In the records below, find every line with the word "cloth" and copy it.

Saved data entries:

☆ ☆ ☆ ☆

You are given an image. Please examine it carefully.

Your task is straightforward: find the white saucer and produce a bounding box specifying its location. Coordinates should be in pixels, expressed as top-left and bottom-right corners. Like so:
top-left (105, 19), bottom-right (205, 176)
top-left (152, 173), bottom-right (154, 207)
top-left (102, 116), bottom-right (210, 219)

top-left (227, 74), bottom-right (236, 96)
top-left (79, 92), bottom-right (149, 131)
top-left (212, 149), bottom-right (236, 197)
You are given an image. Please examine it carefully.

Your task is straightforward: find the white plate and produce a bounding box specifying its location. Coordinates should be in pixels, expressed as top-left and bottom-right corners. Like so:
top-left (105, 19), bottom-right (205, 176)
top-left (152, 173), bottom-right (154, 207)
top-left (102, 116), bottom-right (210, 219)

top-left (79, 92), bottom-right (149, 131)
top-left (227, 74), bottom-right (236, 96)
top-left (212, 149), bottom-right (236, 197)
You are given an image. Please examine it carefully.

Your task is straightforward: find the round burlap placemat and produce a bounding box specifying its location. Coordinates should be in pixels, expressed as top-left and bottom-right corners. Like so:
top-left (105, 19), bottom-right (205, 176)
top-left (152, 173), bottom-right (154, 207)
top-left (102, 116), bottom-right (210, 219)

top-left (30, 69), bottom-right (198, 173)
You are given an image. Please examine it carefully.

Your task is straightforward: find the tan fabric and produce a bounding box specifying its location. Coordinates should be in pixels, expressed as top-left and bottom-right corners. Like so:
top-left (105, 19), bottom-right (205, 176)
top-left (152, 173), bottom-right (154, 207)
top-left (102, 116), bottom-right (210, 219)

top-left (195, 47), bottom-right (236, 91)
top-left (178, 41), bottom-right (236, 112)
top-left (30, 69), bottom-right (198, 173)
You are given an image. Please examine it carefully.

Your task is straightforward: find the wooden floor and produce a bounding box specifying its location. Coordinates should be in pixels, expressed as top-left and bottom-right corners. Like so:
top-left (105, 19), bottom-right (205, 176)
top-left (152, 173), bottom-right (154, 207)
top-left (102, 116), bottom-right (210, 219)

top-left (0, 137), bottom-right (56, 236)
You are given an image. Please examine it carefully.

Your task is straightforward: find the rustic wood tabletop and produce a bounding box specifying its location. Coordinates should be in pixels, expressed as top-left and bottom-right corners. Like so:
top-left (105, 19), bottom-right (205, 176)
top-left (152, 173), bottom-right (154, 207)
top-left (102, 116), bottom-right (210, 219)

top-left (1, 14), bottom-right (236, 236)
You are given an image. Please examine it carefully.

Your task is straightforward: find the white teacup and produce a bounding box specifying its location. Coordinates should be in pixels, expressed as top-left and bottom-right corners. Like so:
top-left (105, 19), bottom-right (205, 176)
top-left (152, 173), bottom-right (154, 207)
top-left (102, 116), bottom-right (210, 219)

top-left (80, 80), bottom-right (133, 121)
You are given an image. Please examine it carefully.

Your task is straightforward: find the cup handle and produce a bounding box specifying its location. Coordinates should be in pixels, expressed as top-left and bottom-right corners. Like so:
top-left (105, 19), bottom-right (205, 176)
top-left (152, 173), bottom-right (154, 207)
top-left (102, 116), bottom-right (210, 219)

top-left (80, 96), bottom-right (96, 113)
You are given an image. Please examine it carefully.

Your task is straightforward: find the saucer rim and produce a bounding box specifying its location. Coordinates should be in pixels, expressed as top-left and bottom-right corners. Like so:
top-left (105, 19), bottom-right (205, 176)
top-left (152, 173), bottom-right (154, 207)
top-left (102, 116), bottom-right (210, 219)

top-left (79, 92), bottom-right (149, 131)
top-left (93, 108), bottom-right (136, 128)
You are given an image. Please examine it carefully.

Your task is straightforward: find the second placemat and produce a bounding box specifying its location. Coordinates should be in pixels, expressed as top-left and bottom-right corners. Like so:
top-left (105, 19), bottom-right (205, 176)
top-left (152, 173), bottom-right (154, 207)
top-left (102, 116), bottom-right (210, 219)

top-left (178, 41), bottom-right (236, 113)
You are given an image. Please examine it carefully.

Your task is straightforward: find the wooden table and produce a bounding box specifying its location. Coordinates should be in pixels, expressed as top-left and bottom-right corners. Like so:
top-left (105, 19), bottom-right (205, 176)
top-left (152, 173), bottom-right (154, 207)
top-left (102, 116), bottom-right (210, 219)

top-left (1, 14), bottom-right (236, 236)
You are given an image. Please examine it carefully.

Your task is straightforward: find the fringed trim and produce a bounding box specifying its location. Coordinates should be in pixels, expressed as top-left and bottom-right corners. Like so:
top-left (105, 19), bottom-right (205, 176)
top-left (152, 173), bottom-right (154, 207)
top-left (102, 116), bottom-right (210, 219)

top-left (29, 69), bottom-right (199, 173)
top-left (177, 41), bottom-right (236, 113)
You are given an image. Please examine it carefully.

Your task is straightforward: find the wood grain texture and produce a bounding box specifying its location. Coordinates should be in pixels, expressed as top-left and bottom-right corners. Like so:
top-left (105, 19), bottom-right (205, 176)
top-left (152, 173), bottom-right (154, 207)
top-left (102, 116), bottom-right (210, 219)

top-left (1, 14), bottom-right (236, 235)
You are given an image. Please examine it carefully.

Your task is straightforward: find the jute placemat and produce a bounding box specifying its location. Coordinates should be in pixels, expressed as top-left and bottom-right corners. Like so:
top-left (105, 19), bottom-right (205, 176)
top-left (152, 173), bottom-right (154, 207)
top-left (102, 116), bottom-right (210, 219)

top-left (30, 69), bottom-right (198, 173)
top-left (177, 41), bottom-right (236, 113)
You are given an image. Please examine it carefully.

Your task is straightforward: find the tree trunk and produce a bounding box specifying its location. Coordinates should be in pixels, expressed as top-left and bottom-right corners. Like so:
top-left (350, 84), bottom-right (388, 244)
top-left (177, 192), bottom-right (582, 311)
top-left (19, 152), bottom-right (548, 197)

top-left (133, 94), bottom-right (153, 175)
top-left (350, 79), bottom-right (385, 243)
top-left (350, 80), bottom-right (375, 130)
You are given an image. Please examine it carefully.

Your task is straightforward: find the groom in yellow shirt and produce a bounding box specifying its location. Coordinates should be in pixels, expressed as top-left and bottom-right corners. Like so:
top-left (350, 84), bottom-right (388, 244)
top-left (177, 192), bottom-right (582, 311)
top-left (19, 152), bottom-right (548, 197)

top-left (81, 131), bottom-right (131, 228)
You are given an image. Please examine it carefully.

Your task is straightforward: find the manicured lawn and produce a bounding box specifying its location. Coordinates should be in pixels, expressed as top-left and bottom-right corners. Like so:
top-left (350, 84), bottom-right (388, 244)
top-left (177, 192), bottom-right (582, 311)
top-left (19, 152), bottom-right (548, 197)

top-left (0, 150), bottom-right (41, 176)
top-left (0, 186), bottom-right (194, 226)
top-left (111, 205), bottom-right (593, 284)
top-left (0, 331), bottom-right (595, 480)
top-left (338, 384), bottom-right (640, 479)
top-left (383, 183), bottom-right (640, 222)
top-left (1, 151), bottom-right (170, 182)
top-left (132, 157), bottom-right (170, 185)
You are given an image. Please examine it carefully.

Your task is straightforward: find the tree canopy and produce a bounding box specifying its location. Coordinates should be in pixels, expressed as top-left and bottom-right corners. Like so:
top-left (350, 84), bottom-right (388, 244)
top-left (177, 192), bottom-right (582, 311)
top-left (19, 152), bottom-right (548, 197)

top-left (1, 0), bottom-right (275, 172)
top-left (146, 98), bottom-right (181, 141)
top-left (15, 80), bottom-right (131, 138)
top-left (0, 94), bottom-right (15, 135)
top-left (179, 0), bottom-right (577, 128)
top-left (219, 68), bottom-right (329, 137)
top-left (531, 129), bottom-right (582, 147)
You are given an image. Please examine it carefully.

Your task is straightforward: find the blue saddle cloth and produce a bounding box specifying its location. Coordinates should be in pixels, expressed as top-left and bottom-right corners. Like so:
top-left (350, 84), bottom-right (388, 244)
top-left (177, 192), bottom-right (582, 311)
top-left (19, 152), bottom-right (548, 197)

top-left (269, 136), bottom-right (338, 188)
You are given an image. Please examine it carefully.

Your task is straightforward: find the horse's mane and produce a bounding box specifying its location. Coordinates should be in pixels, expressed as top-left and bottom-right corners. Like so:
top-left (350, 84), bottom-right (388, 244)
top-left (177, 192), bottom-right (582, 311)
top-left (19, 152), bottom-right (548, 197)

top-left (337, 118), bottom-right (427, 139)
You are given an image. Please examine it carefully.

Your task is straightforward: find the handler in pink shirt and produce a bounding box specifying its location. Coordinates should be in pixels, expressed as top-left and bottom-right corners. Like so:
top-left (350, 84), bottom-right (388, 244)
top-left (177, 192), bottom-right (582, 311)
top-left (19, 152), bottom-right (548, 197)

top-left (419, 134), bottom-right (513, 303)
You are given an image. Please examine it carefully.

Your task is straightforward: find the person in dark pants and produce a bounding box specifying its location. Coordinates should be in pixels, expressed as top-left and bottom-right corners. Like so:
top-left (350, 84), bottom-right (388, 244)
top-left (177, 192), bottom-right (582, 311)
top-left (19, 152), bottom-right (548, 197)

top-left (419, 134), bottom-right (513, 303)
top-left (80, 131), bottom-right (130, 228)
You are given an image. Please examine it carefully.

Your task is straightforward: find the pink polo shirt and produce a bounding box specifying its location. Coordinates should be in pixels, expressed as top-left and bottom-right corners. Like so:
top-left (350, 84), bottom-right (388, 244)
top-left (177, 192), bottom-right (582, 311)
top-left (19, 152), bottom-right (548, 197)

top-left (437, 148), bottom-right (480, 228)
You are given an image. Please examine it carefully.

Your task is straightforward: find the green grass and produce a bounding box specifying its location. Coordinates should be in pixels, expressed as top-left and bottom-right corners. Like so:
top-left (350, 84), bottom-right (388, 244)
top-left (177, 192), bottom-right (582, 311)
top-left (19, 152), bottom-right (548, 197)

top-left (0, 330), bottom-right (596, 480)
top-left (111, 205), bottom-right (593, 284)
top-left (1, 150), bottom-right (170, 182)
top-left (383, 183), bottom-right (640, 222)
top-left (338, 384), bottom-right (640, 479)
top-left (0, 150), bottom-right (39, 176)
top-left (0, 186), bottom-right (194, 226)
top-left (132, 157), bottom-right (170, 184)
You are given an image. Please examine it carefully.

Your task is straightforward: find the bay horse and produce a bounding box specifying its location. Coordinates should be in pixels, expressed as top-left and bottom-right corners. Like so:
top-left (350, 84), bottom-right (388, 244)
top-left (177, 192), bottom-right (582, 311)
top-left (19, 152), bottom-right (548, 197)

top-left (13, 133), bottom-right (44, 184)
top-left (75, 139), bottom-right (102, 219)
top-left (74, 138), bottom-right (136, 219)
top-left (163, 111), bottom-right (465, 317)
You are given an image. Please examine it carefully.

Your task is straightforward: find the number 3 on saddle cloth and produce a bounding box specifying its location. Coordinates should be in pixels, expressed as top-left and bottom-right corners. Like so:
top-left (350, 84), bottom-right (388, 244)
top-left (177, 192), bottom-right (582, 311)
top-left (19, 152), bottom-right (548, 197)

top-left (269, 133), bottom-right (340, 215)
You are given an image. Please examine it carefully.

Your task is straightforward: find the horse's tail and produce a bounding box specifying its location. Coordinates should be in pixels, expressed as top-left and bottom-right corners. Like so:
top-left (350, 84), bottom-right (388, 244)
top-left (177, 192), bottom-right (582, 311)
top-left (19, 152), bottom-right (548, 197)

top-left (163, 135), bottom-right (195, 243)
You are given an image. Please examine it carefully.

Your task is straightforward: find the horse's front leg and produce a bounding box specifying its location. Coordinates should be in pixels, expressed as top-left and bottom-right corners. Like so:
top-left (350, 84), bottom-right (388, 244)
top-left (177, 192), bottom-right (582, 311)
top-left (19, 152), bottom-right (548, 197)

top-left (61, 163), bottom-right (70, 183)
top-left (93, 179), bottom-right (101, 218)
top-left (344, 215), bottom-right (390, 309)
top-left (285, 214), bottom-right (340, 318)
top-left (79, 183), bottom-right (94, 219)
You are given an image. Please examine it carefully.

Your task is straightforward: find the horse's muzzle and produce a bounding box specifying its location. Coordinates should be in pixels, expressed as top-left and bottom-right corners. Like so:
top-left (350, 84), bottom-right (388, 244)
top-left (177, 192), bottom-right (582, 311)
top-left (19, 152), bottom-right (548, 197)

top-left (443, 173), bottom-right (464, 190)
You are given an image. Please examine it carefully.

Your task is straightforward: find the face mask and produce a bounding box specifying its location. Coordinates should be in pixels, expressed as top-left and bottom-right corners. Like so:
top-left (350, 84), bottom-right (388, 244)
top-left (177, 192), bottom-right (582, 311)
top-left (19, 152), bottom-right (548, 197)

☆ ☆ ☆ ☆

* _Exercise answer_:
Your task is straightforward: find the blue saddle cloth and produce a bounding box specifying its location. Coordinates should be in pixels, expressed as top-left and bottom-right corners. Like so:
Your task is straightforward: find the number 3 on saddle cloth and produce a bounding box specifying its location. Coordinates should be in pixels, expressed as top-left and bottom-right corners. Like so:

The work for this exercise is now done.